#### SUPPLIED PASSAGE
Data preparation available in Power Apps, you can create a collection of data called a dataflow, which you can then use to connect with business data from various sources, clean the data, transform it, and then load it to Common Data Service or your organization’s Azure Data Lake Gen2 storage account.
A dataflow is a collection of entities (entities are similar to tables) that are created and managed in environments in the Power Apps service. You can add and edit entities in your dataflow, as well as manage data refresh schedules, directly from the environment in which your dataflow was created.
Once you create a dataflow in the Power Apps portal, you can get data from it using the Common Data Service connector or Power BI Desktop Dataflow connector, depending on which destination you chose when creating the dataflow.
There are three primary steps to using a dataflow:
- Author the dataflow in the Power Apps portal. You select the destination to load the output data to, the source to get the data from, and the Power Query steps to transform the data using Microsoft tools that are designed to make doing so straightforward.
- Schedule dataflow runs. This is the frequency in which the Power Platform Dataflow should refresh the data that your dataflow will load and transform.
- Use the data you loaded to the destination storage. You can build apps, flows, Power BI reports, and dashboards or connect directly to the dataflow’s Common Data Model folder in your organization’s lake using Azure data services like Azure Data Factory, Azure Databricks or any other service that supports the Common Data Model folder standard.
The following sections look at each of these steps so you can become familiar with the tools provided to complete each step.
Create a dataflow
Dataflows are created in one environment. Therefore, you will only be able to see and manage them from that environment. In addition, individuals who want to get data from your dataflow must have access to the environment in which you created it.
- Sign in to Power Apps, and verify which environment you’re in, find the environment switcher near the right side of the command bar.
2. On the left navigation pane, select the down arrow next to Data.
3. In the Data list, select Dataflows and then select New dataflow.
########
#### DATA ENTRIES
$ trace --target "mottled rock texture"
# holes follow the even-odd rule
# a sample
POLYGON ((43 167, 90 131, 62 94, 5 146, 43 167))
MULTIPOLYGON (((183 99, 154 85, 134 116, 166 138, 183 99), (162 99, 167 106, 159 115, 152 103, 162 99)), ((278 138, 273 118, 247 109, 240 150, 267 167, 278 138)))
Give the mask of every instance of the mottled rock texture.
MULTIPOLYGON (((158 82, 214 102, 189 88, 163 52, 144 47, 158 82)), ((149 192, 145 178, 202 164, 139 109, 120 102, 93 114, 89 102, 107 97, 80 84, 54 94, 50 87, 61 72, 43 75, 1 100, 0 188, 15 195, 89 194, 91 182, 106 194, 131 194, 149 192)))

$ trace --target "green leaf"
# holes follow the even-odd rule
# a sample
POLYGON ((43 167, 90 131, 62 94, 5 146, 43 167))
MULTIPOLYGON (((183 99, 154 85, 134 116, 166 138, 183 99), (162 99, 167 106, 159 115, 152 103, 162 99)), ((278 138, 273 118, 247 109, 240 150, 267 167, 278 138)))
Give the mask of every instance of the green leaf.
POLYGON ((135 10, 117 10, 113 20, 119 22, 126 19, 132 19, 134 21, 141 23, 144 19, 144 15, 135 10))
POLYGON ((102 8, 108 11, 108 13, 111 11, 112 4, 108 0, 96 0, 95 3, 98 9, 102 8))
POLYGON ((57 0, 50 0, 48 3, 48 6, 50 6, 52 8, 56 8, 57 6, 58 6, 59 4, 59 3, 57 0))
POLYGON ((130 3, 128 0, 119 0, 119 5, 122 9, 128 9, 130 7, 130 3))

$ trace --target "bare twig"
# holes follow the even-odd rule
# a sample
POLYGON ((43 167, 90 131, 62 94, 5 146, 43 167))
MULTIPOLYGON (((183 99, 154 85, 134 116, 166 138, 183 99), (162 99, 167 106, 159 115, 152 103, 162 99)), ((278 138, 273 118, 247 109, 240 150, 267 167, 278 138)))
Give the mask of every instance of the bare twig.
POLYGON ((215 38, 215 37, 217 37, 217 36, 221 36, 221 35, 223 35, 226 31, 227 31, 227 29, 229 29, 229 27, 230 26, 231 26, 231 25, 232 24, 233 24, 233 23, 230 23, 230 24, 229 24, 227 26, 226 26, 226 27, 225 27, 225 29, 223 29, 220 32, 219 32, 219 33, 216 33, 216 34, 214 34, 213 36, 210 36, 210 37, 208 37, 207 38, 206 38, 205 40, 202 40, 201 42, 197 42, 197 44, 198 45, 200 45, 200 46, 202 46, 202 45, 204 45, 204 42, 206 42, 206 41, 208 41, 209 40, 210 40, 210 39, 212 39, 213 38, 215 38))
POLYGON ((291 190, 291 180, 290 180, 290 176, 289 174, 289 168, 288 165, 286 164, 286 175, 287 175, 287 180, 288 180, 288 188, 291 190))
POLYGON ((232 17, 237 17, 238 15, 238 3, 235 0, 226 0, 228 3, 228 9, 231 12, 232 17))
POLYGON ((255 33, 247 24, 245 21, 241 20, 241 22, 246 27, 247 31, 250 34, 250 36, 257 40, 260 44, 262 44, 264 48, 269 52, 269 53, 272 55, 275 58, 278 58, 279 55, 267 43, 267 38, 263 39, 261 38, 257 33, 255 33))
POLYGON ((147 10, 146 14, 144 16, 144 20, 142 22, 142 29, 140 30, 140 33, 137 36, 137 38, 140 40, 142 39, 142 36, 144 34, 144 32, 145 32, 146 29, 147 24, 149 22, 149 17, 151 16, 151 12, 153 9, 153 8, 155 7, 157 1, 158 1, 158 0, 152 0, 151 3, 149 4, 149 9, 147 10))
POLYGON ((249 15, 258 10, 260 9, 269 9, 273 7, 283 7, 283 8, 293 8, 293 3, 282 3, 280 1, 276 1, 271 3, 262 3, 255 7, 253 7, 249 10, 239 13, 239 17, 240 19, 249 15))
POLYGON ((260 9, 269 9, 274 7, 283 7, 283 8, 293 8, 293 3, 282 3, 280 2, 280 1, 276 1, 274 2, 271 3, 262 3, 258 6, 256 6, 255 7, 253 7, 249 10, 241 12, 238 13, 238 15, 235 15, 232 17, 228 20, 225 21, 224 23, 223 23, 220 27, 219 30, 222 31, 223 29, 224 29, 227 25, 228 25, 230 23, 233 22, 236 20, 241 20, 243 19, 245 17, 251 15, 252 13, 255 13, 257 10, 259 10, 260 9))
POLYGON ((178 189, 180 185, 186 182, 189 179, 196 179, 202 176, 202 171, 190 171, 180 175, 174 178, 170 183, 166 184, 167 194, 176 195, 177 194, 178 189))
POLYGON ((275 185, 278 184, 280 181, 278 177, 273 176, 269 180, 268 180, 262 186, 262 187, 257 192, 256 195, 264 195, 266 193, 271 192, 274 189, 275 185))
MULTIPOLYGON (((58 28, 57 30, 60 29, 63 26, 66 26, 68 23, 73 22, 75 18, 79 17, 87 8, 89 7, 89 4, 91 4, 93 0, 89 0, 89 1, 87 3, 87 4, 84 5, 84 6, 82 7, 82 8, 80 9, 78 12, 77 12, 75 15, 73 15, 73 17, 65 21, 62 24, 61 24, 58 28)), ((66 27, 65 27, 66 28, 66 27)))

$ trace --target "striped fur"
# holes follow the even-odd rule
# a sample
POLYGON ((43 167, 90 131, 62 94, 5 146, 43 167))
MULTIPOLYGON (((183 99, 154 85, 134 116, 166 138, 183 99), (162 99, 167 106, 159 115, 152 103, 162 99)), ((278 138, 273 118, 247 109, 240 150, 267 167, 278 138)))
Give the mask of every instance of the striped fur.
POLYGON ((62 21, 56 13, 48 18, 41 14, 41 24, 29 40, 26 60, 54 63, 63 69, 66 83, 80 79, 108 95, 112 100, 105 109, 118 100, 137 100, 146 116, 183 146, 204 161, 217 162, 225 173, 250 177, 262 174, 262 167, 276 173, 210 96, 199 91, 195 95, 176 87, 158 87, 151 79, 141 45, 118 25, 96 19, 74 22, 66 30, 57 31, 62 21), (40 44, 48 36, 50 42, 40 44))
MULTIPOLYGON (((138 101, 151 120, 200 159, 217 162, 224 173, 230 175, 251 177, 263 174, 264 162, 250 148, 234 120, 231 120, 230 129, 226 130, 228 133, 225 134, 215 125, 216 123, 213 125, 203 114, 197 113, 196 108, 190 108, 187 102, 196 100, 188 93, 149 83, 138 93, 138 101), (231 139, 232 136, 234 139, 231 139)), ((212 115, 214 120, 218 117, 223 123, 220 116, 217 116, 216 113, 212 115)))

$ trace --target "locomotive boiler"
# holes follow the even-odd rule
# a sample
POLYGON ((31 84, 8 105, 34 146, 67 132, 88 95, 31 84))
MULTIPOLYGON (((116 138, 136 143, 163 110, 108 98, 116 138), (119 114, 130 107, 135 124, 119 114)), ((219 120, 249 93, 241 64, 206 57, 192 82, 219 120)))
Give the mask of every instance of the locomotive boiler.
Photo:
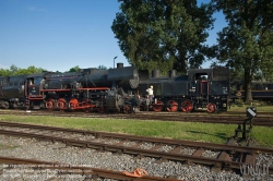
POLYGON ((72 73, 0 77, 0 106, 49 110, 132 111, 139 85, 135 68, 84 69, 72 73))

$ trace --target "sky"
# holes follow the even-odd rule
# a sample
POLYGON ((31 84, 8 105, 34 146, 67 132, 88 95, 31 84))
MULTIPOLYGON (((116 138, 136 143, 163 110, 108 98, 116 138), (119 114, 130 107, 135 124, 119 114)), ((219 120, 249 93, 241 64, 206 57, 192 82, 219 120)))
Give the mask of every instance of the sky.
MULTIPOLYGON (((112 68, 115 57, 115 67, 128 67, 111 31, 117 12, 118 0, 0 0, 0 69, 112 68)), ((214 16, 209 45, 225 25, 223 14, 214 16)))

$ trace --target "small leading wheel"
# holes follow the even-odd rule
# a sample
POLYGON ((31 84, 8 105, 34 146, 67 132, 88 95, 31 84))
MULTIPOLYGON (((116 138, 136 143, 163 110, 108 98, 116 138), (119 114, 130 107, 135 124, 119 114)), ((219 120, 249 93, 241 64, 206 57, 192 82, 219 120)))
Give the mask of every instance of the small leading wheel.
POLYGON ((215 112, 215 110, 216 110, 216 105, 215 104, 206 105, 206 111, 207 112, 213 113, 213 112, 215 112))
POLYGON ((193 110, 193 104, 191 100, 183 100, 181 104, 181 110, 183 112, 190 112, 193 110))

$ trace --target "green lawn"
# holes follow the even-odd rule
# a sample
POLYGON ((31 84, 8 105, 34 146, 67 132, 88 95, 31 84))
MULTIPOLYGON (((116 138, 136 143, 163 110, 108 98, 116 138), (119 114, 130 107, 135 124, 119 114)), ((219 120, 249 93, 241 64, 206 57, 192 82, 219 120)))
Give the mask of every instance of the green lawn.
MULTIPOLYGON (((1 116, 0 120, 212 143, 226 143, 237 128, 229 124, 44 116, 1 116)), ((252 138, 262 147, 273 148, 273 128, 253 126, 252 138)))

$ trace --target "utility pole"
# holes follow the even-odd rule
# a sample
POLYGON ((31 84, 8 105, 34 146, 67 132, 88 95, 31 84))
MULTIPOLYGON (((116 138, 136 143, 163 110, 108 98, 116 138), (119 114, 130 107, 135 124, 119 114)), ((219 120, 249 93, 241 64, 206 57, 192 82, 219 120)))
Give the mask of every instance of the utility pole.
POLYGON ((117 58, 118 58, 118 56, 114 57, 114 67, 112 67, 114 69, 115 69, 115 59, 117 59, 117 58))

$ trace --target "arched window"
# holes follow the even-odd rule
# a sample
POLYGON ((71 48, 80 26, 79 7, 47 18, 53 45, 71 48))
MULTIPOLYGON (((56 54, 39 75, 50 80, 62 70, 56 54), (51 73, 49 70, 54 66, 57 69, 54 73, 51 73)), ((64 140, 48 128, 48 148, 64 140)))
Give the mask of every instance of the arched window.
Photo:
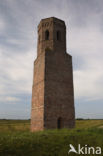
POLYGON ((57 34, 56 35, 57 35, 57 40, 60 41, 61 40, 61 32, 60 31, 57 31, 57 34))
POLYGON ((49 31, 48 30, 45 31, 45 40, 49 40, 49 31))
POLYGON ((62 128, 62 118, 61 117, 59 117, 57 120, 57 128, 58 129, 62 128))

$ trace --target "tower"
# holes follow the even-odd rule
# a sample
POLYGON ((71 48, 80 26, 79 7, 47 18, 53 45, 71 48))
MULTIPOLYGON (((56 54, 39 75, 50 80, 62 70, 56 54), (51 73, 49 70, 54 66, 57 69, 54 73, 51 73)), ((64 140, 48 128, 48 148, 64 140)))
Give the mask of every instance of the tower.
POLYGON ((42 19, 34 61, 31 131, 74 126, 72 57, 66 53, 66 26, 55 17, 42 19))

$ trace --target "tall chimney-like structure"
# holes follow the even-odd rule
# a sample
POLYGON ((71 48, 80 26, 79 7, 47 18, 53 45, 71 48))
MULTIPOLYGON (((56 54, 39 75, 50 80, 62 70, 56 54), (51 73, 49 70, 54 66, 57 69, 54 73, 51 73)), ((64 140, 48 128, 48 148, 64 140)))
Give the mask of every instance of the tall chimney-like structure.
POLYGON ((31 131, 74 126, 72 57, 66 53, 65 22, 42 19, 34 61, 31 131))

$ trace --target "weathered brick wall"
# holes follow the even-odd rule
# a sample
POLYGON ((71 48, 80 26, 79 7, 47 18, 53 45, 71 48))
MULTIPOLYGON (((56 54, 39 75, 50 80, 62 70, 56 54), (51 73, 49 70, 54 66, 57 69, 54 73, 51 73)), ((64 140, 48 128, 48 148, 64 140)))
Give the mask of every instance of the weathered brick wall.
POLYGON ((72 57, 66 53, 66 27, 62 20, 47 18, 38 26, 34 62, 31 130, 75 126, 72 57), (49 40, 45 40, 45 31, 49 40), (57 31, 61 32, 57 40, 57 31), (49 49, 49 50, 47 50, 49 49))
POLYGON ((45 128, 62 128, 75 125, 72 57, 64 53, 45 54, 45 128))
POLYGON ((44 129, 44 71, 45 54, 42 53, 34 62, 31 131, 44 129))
########
#### DATA ENTRIES
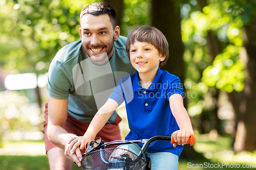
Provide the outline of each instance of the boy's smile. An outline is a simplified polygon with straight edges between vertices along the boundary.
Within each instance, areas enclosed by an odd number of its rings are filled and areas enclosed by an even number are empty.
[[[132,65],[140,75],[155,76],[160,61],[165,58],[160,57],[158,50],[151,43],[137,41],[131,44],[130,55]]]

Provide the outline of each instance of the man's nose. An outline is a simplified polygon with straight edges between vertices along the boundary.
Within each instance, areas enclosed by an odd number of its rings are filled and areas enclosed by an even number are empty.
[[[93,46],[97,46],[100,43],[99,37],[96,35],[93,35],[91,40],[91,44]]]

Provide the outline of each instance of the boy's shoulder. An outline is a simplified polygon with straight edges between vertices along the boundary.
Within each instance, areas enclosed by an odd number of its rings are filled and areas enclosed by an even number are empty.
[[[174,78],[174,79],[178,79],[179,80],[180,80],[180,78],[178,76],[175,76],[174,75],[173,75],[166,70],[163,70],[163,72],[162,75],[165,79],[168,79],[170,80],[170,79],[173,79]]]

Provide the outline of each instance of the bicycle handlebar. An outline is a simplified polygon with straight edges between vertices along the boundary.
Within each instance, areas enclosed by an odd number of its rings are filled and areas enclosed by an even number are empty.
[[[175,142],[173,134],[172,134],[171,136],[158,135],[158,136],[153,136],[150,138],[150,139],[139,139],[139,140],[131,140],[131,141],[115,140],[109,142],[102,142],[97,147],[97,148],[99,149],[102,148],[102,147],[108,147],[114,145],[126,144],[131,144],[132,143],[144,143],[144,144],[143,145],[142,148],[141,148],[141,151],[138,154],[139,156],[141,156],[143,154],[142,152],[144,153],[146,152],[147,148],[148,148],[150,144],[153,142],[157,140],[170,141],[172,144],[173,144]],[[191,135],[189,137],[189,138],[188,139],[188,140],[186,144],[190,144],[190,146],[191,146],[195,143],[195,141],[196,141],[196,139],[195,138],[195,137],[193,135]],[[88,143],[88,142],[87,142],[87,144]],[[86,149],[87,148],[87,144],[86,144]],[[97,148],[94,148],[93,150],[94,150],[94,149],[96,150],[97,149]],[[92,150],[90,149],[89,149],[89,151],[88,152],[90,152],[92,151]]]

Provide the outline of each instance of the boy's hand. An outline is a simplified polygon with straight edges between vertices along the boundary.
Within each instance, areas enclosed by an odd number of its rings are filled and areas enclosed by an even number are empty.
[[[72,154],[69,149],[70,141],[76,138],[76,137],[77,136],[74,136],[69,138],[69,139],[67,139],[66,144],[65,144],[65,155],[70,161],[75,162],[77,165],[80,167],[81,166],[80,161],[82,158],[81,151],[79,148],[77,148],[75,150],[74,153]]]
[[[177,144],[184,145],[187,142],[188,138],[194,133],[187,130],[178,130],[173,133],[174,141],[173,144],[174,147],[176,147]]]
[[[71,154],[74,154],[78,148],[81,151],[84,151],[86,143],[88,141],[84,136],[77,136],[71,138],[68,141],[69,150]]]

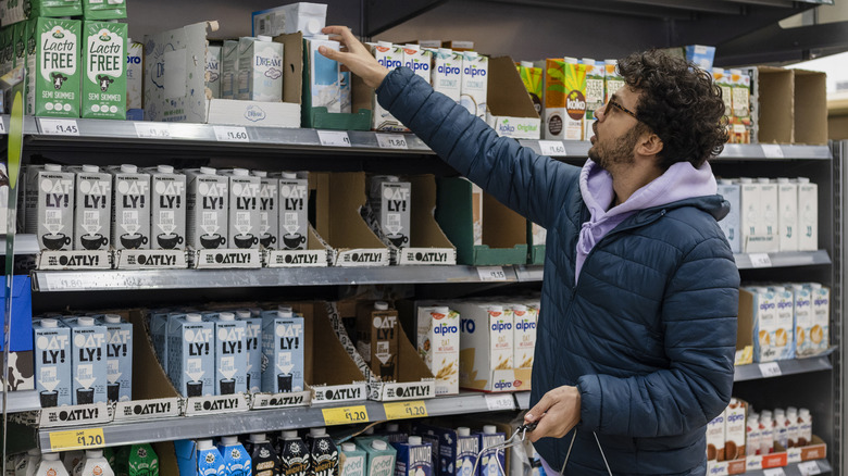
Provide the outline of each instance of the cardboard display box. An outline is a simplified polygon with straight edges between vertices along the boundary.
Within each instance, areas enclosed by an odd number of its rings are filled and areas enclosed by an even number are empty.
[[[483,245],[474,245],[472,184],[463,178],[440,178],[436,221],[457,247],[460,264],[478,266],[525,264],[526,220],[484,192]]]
########
#### DATA ENTRIES
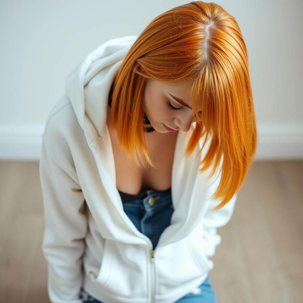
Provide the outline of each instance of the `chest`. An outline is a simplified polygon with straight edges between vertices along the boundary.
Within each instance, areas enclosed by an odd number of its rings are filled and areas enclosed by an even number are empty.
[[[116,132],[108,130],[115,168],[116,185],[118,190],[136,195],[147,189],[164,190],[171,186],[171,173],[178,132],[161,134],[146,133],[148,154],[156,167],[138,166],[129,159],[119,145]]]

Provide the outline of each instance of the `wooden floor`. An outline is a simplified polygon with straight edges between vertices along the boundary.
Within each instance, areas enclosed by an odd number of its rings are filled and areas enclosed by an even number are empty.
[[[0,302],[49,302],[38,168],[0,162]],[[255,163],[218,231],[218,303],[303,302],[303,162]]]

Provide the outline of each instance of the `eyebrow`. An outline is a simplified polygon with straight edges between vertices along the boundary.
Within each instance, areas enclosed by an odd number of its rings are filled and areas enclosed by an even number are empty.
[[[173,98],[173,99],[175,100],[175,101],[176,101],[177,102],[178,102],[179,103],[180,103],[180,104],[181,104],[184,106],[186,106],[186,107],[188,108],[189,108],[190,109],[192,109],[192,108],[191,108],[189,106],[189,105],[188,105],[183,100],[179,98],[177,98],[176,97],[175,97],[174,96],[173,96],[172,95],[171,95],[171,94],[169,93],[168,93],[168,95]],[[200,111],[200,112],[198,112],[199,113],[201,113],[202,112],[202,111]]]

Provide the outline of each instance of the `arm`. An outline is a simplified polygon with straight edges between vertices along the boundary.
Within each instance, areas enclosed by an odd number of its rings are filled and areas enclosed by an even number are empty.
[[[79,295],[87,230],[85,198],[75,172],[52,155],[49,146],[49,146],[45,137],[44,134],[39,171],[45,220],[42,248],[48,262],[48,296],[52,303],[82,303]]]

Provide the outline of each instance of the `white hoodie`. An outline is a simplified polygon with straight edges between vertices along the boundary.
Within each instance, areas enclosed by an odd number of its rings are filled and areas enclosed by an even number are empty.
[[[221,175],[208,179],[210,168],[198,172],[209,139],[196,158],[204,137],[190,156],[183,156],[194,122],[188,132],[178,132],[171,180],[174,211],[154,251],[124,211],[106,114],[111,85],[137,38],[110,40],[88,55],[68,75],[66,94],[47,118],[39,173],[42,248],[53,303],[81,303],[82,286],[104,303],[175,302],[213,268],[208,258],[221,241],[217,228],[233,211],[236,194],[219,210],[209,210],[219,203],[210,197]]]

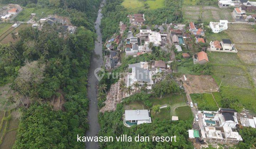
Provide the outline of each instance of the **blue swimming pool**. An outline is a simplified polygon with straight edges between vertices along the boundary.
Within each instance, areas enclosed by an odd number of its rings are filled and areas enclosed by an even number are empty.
########
INSTRUCTIONS TO FOLLOW |
From the Power Apps dataflow article above, return the part that begins with the words "Once you create" and ends with "load and transform.", copied without any changes.

WORKED SOLUTION |
Once you create a dataflow in the Power Apps portal, you can get data from it using the Common Data Service connector or Power BI Desktop Dataflow connector, depending on which destination you chose when creating the dataflow.
There are three primary steps to using a dataflow:
- Author the dataflow in the Power Apps portal. You select the destination to load the output data to, the source to get the data from, and the Power Query steps to transform the data using Microsoft tools that are designed to make doing so straightforward.
- Schedule dataflow runs. This is the frequency in which the Power Platform Dataflow should refresh the data that your dataflow will load and transform.